[Text passage]
——

As you can see, some of them have some algae on them. I would like to clean them before I put them in my tank. My question is: What is the best way to clean/sanitize Limestone rocks?

I have heard of folks cleaning with Vinegar, Bleach, etc.
I hope they will be a nice addition to my Cichlid tank...My tap water is pretty soft with a pH of a little over 8.

Any advice?


----------



## MissPisces (Jun 8, 2011)

I've heard of people cleaning with vinegar, but so far I've seen a lot of warnings about bleach. If I were you, I'd use vinegar and plenty of water.


----------



## jbhillman (Aug 14, 2011)

I wouldn't recommend chlorine bleach on anything going into an aquarium. Limestone is porous. It will soak up the bleach and release it back into the water. Use vinegar. It won't hurt the water and should help remove the algae


----------



## James0816 (Jun 19, 2009)

Hydrogen Peroxide might help you as well. Use a soft bristled tooth brush to assist you.


----------



## Don Ruslo (Aug 31, 2010)

Thanks for the replies!! Just an update....

I talked with the folks at the Dallas Aquarium store (Fish Gallery) where the rocks were purchased...and they said to use a small amount of Bleach and then rinse the heck out of them...

So I ended up doing the following:

-Put each rock in a 5 gallon bucket with a small amount of bleach and water for about a minute..then dump
-Rinse for several minutes
-Over the course of several hours/days I changed the water in the bucket several times (using dechlorinator solution)

——

Dataset records
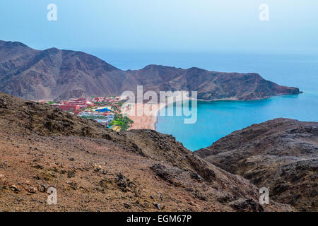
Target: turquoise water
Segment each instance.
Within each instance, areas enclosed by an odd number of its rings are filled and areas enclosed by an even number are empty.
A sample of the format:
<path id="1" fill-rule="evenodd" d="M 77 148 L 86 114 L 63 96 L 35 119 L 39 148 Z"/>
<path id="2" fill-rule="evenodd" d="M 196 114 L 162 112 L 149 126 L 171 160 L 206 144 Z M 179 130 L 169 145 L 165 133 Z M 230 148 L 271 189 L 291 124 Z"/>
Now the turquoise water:
<path id="1" fill-rule="evenodd" d="M 182 117 L 159 117 L 157 131 L 172 134 L 192 150 L 205 148 L 230 133 L 277 117 L 318 121 L 318 53 L 92 52 L 122 69 L 147 64 L 226 72 L 256 72 L 304 93 L 256 101 L 198 102 L 198 119 L 184 124 Z"/>
<path id="2" fill-rule="evenodd" d="M 159 117 L 157 131 L 172 134 L 186 148 L 195 150 L 235 130 L 269 119 L 318 121 L 318 98 L 302 94 L 263 100 L 199 102 L 197 112 L 197 121 L 193 124 L 184 124 L 184 117 Z"/>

——

[Task 1] In the records, rewrite the stretch from the start through the line containing "Now the turquoise", replacing "instance" with "object" and changing nothing else. Leave out the pictures.
[Task 2] Write the next part of the forum thread on cleaning limestone rocks for an aquarium.
The thread and the records have no connection to each other.

[Right answer 1]
Target: turquoise water
Segment each object.
Within each object, areas enclosed by an odd number of its rings are filled and areas enclosed by an even number are empty.
A sample of the format:
<path id="1" fill-rule="evenodd" d="M 77 148 L 86 114 L 63 96 L 35 119 L 39 148 Z"/>
<path id="2" fill-rule="evenodd" d="M 196 114 L 162 112 L 149 126 L 171 160 L 206 144 Z M 179 130 L 169 145 L 165 133 Z M 230 148 L 271 189 L 291 124 Z"/>
Now the turquoise water:

[Right answer 2]
-Then let each rock sit outside in the HOT Texas sun for a day or two to air

I am waiting to get the actual aquarium that the rocks will be in...so we will see..


----------



## jbhillman (Aug 14, 2011)

Don Ruslo said:


> Thanks for the replies!! Just an update....
> 
> I talked with the folks at the Dallas Aquarium store (Fish Gallery) where the rocks were purchased...and they said to use a small amount of Bleach and then rinse the heck out of them...
> 
> ...


They should know I guess. With all you are doing, then soaking in the sun for a few days, all the chlorine should be gone. Good luck.


----------



## Kehy (Apr 19, 2011)

Yeah bleach and fish tanks don't mix...Ask my mother dearest who killed off all 30 fish in my old 25 gal. I still say she did it on purpose.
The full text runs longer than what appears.